Segmentation labeling rows:
----

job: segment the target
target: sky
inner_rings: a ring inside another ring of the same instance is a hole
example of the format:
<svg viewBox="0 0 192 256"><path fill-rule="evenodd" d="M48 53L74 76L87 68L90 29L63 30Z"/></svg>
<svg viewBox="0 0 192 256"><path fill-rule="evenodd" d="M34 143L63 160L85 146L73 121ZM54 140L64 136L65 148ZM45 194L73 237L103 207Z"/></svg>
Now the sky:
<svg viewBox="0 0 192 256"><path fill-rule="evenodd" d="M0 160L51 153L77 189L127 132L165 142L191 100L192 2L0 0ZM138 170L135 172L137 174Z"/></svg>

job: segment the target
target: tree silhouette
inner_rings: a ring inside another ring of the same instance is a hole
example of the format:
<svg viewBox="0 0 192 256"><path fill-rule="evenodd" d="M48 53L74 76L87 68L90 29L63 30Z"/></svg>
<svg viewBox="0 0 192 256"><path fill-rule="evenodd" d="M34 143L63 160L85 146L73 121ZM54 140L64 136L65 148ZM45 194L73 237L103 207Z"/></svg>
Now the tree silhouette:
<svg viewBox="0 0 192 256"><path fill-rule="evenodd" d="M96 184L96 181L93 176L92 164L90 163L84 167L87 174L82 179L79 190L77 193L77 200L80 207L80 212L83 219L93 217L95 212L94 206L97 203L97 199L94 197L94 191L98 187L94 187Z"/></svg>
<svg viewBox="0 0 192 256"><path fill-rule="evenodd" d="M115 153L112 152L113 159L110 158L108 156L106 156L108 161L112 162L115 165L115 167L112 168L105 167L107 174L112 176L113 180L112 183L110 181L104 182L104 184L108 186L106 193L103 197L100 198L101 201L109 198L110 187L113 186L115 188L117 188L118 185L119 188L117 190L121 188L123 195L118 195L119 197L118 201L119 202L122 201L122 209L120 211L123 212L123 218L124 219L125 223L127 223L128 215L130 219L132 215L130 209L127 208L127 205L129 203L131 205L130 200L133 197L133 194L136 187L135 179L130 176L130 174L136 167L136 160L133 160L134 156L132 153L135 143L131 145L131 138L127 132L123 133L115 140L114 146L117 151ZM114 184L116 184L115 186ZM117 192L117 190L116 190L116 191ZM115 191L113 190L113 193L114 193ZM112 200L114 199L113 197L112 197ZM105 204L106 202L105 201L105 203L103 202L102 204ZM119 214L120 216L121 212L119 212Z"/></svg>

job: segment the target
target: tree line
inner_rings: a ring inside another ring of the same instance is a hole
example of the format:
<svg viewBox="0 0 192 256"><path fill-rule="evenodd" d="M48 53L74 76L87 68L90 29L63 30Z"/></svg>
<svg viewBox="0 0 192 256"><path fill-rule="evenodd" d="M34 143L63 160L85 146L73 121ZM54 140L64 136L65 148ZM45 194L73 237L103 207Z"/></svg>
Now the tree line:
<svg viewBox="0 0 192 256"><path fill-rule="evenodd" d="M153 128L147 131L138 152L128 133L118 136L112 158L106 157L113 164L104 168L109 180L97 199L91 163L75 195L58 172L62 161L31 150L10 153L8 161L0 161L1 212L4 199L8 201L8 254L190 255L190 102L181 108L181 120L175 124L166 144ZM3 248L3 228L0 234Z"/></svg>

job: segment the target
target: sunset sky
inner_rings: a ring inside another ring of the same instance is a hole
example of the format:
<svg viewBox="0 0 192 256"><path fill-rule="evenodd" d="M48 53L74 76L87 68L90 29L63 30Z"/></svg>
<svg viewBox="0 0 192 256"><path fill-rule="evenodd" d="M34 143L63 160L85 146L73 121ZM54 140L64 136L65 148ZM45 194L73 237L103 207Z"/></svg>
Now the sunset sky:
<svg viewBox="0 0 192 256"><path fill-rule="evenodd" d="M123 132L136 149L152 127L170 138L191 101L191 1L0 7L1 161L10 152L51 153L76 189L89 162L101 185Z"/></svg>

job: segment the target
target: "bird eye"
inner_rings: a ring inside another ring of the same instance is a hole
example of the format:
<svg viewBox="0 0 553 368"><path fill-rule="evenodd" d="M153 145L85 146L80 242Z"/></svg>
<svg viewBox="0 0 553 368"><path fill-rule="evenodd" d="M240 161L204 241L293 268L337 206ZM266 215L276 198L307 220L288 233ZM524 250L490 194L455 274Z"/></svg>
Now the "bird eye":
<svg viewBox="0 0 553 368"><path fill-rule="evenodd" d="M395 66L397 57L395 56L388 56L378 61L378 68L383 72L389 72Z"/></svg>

----

# WHAT YOU HAVE TO DO
Please retype the stretch from the start of the rows through the line that contains "153L112 152L113 159L110", keeping both ends.

# ANSWER IN FULL
job: segment the target
target: sky
inner_rings: a ring inside another ring of the same instance is a hole
example of the format:
<svg viewBox="0 0 192 256"><path fill-rule="evenodd" d="M48 53L74 76L87 68L90 29L63 30Z"/></svg>
<svg viewBox="0 0 192 256"><path fill-rule="evenodd" d="M34 143L63 160L85 146L73 121ZM54 140L64 136L65 148ZM45 194L73 237L103 207Z"/></svg>
Now the sky:
<svg viewBox="0 0 192 256"><path fill-rule="evenodd" d="M0 160L51 153L77 189L127 132L165 142L191 100L192 2L0 0ZM138 170L135 172L137 174Z"/></svg>

job: segment the target
target: tree silhouette
inner_rings: a ring inside another ring of the same instance is a hole
example of the format:
<svg viewBox="0 0 192 256"><path fill-rule="evenodd" d="M48 53L74 76L87 68L90 29L63 30Z"/></svg>
<svg viewBox="0 0 192 256"><path fill-rule="evenodd" d="M34 143L63 160L85 146L73 121ZM54 140L64 136L65 148ZM45 194L73 237L103 207Z"/></svg>
Now the tree silhouette:
<svg viewBox="0 0 192 256"><path fill-rule="evenodd" d="M96 184L96 181L93 176L92 164L90 163L84 167L87 174L82 179L79 190L77 193L77 200L80 207L80 212L83 219L93 217L95 212L94 206L97 203L97 199L94 197L94 191L98 187L94 187Z"/></svg>
<svg viewBox="0 0 192 256"><path fill-rule="evenodd" d="M115 153L112 152L113 159L110 158L108 156L106 156L108 161L112 162L115 165L115 167L112 168L105 167L107 174L112 176L113 180L112 183L110 181L104 182L104 184L108 186L106 193L103 197L100 198L101 201L109 198L110 187L113 186L115 188L117 188L118 185L119 188L117 190L121 188L123 195L118 195L119 197L118 201L119 202L122 201L122 209L120 211L123 212L123 218L124 219L125 223L127 223L128 215L130 219L132 215L130 209L127 208L127 205L129 203L131 205L130 200L133 197L133 194L136 187L135 179L130 176L130 174L136 167L136 160L133 160L134 156L132 153L135 143L131 145L131 138L127 132L123 133L115 140L114 146L117 151ZM114 184L116 184L115 186ZM117 192L117 190L116 190L116 191ZM115 191L113 190L113 193L114 193ZM112 200L114 199L113 197L112 197ZM105 204L106 202L105 201L105 203L103 202L102 204ZM119 214L120 216L121 212L119 212Z"/></svg>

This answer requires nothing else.